** Your goal **
Repeat exactly the lines from the line containing "Point out the white baseball" to the last line of the listing, including both.

[Pointing records]

----

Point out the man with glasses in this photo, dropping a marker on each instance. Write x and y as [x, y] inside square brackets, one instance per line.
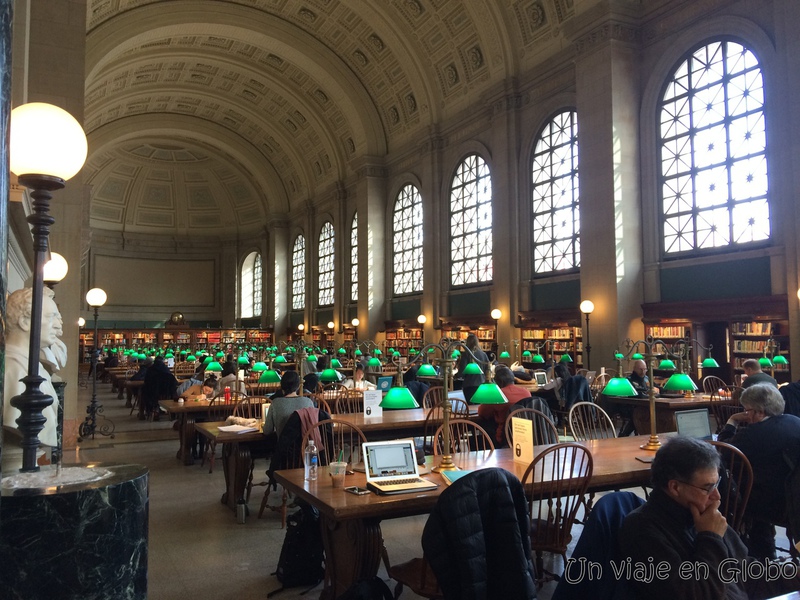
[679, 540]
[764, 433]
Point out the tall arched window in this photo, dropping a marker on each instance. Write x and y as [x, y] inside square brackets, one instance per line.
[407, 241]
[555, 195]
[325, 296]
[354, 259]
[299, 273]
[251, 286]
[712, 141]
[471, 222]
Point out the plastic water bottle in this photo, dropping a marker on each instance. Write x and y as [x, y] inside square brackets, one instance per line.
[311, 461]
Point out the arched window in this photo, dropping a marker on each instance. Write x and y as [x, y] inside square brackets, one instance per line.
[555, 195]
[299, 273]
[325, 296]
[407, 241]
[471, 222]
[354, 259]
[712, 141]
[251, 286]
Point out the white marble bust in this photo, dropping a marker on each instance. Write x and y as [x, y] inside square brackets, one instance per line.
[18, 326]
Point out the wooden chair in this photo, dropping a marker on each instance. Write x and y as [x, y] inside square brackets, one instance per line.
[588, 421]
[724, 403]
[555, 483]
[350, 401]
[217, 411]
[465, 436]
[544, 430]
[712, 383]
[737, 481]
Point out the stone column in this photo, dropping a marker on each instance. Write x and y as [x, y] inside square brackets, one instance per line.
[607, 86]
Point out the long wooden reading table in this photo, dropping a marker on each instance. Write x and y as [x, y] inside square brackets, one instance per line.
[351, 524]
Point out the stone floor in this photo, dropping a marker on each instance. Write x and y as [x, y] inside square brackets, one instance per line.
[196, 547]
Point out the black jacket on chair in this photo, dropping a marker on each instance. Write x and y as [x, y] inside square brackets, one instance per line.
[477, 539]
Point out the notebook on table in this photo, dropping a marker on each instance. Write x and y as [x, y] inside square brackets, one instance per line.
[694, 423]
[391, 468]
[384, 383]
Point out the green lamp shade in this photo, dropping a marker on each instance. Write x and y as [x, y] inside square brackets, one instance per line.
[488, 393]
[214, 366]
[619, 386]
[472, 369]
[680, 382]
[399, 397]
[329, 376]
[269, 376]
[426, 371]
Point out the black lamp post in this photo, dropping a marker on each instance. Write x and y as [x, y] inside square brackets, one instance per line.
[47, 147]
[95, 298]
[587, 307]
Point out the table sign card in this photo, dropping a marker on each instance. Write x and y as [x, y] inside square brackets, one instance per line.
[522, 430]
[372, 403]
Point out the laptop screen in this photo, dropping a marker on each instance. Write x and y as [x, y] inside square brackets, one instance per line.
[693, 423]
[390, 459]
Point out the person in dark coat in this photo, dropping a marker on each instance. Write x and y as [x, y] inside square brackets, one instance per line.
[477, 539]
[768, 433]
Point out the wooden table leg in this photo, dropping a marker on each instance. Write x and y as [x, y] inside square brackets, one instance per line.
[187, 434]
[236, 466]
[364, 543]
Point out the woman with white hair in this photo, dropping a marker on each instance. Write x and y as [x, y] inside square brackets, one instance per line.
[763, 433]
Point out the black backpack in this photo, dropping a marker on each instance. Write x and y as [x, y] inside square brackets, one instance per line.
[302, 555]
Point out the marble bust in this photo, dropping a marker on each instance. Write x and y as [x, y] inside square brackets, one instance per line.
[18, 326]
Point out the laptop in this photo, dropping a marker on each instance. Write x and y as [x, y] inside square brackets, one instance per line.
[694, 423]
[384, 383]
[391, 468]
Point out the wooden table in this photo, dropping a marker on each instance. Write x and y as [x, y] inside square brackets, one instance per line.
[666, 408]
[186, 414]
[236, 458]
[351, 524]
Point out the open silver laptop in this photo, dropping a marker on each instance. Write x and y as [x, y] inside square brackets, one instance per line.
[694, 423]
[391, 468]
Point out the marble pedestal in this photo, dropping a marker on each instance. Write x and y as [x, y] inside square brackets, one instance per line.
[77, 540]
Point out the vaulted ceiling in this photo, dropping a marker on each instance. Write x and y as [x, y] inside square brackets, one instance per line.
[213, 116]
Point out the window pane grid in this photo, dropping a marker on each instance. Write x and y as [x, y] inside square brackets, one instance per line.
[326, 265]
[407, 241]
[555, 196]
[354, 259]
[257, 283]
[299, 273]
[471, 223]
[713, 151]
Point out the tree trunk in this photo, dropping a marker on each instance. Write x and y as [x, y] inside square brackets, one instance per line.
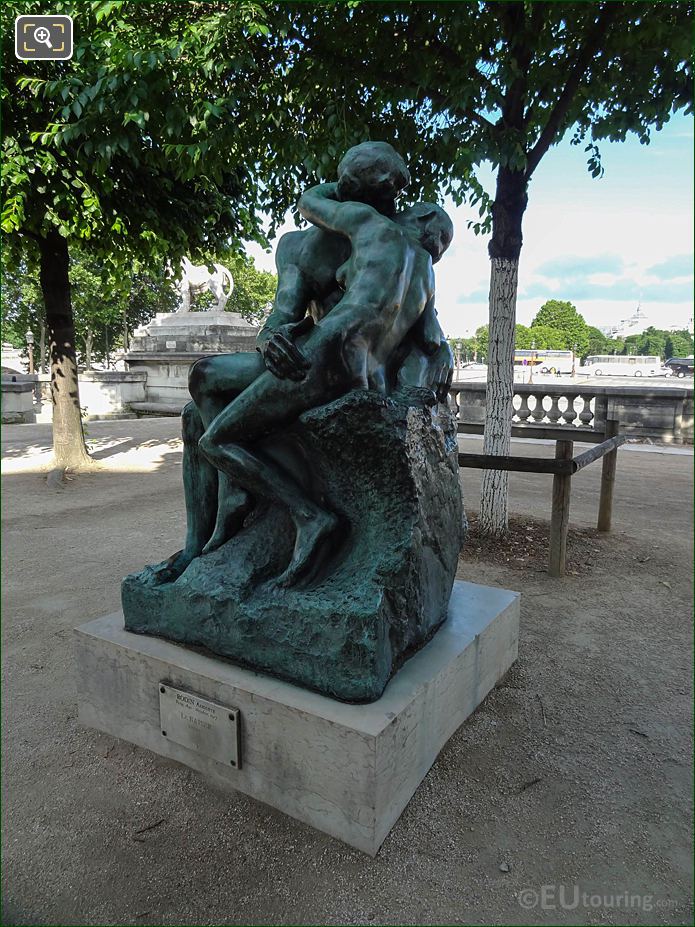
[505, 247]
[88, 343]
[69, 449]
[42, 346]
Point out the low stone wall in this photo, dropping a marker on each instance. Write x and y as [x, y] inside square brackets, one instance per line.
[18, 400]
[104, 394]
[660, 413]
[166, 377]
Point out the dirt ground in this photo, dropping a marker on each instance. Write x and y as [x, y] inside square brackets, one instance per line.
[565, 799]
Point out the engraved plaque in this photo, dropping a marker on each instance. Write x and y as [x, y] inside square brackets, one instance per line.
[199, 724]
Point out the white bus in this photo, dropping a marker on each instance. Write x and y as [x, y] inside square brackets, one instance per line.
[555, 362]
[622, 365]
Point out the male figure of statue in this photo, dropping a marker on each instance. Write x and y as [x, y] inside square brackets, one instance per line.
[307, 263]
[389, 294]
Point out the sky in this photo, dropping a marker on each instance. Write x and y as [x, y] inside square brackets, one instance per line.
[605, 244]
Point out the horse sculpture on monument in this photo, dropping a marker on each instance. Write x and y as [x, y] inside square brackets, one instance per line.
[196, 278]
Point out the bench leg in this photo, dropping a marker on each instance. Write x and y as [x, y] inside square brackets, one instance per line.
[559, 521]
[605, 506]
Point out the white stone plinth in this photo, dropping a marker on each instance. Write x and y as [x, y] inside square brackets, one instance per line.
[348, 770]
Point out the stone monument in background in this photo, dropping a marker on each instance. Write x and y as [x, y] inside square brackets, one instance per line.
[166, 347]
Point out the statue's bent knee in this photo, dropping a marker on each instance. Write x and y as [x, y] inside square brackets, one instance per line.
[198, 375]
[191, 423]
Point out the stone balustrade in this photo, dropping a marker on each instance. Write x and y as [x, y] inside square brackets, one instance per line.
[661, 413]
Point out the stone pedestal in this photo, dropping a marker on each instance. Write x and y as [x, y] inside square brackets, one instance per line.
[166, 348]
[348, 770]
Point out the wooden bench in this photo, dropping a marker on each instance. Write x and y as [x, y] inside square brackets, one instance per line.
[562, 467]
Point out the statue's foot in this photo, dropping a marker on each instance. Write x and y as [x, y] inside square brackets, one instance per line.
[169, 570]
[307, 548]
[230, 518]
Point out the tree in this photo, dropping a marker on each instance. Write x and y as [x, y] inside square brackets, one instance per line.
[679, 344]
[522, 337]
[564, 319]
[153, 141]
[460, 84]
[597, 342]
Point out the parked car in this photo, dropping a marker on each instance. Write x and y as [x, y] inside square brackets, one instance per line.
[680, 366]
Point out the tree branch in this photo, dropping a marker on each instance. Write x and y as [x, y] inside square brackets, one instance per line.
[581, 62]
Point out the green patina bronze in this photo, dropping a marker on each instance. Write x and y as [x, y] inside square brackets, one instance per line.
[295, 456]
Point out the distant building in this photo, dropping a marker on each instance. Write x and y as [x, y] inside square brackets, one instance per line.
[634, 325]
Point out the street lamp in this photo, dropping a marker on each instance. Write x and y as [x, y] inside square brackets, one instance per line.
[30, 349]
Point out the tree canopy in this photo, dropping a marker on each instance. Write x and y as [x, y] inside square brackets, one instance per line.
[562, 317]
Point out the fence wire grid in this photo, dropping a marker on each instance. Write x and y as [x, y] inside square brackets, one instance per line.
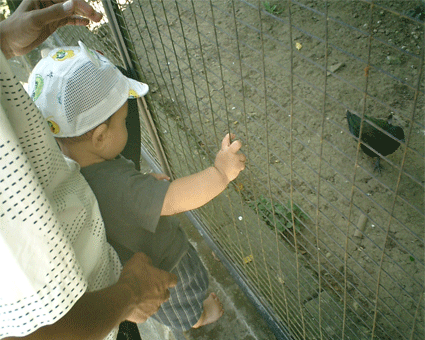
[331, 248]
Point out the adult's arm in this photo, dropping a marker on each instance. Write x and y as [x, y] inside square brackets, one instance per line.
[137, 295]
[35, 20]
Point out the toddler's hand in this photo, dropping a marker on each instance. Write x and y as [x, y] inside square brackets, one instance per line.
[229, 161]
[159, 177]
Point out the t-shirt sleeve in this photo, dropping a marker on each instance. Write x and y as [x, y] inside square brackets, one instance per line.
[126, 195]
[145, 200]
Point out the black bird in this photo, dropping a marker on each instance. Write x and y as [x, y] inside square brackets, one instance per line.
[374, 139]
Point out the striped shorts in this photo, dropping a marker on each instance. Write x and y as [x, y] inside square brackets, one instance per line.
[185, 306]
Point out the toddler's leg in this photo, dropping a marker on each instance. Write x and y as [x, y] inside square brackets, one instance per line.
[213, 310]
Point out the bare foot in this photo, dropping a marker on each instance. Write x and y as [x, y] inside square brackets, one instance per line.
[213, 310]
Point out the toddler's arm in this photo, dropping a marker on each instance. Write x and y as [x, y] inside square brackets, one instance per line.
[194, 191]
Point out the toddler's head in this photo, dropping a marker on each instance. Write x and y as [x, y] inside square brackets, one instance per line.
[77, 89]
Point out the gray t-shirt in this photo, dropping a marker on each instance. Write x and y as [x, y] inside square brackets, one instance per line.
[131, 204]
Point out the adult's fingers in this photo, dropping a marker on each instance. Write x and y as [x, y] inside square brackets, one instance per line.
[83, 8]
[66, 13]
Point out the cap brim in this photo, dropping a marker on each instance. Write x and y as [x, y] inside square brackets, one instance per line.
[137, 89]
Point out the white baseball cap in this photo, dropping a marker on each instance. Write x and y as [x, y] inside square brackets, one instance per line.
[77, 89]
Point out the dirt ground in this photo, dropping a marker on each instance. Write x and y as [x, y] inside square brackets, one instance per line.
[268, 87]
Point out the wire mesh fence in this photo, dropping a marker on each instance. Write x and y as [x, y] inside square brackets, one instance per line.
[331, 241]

----

** Exercise output **
Point out the white baseball cap in this photo, dropping a marker on each instance. Write x and y as [x, y] inside square brackets, one instance per line.
[77, 89]
Point out the dirt ground in this photo, dropping a marker on each instance. Write x and y as [x, y] inside square brackets, one instance per line.
[268, 87]
Point out the wire mesh fence in this photo, dropping a marker on each instance. Write x and y as [x, y] inside square brackets, one instance per line.
[331, 241]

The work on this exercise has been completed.